### TASK SET
• A. Transcribe everything in the Cam Newton passage from "This whole situation" down to "around him better.".
• B. Answer these questions using the Cam Newton passage:
(i) Which three offensive linemen does it call "already pretty good"?
(ii) What does it say the dual-threat QB does for everyone around him?
(iii) Who replaces the "entirely serviceable LT"?
━━━ READING PASSAGE ━━━
On running plays, the offense runs enough of the option that the defense has to account for Cam as a runner. That makes it tougher for the defense to key on specific reads, makes the linebackers flow just a tick slower, and makes it easier for the OL to make space for a healthy Jonathan Stewart. Norwell, Kalil, and Turner are already pretty good, and this confluence of factors made them look like the best interior OL in football.

This whole situation is predicated on a quarterback that can take off and beat you with his legs. The dual-threat QB makes everyone around him better.

Now, fast forward to 2016. It's week 1 and Denver's defense is teeing off on Cam. There are at least a couple of unnecessary roughness penalties on Cam that get missed, but even if they got called the damage is done. Cam gets knocked around and Ace Boogie ain't dancing quite the same way. Then, within a few weeks, Michael Oher and Ryan Kalil are lost for the season. That entirely serviceable LT gets replaced by Mike Remmers and the interior OL has to rebuild all of the understanding that they developed in 2015 with a new center. Cam's not running as much or as well, so the defense doesn't have to respect the option or the scramble to the same degree. With just a few injuries, the whole temple of Cam Newton falls apart. The offense looks pedestrian, and nowhere is that more evident than on second down. Imagine you've gotten a few yards on first down, you're ahead of the sticks, so you could do anything, except now you've got worse protection for a less mobile QB. The edge rushers don't have to worry so much about containing the passer and you can't count on having time to stretch the defense, so the offense can't attack the defense with the same ideas that had been so successful in 2015. So Shula and the offensive staff had to adjust the team's offensive philosophy mid-season, making a passing game that was constructed to thrive on using play-action and deep passes to take advantage of a defense's respect for Cam Newton's legs into something else.
━━━ DATA FOR ANALYSIS ━━━
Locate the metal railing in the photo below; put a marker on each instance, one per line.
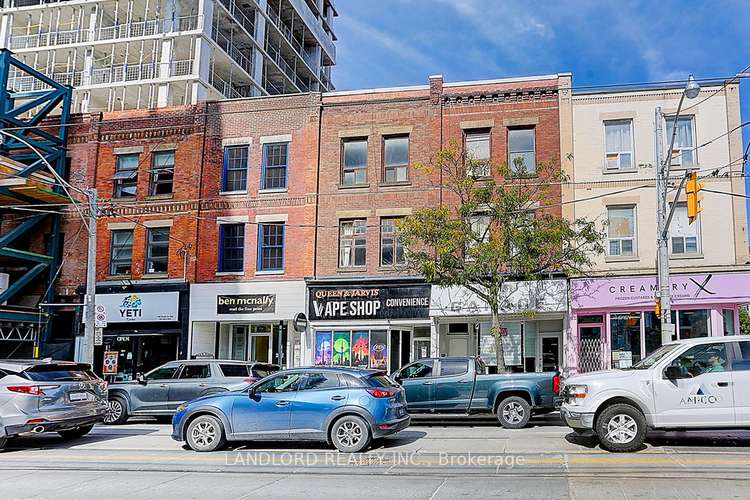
(116, 32)
(232, 50)
(236, 12)
(286, 32)
(227, 89)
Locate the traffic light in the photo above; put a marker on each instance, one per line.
(694, 197)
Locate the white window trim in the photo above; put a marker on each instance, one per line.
(618, 153)
(635, 232)
(669, 118)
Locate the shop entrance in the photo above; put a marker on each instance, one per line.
(400, 349)
(251, 343)
(549, 354)
(136, 353)
(590, 330)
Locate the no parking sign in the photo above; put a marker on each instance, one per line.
(109, 367)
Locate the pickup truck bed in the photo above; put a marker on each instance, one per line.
(458, 385)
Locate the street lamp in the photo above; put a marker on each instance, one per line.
━━━
### ANSWERS BY ITEM NUMBER
• A.
This whole situation is predicated on a quarterback that can take off and beat you with his legs. The dual-threat QB makes everyone around him better.

• B.
(i) Norwell, Kalil, and Turner
(ii) He makes them better.
(iii) Mike Remmers